Listing
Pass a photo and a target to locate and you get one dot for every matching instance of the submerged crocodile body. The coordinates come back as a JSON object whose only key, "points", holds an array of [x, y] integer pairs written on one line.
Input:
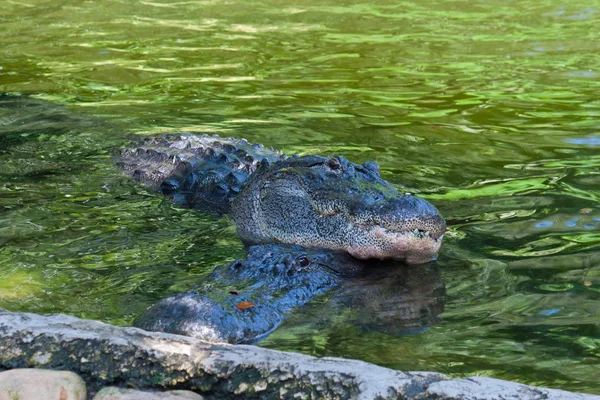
{"points": [[244, 301], [304, 216]]}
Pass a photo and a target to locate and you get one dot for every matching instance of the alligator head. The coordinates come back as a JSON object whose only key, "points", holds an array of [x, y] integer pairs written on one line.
{"points": [[333, 203]]}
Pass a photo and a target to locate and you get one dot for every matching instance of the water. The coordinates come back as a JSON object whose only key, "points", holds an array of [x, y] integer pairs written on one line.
{"points": [[489, 109]]}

Exercise objective
Starting with the line that contains "of the water." and going on through the end of the rows, write those lines out again with "water" changed to "river" and everything else left the same.

Complete output
Pass a photo and a target to locate and you get one dot for every matching instance of the river. The coordinates come back as a JSON object whose only key, "points", holds an array of [x, y] integer pairs written on one line.
{"points": [[489, 109]]}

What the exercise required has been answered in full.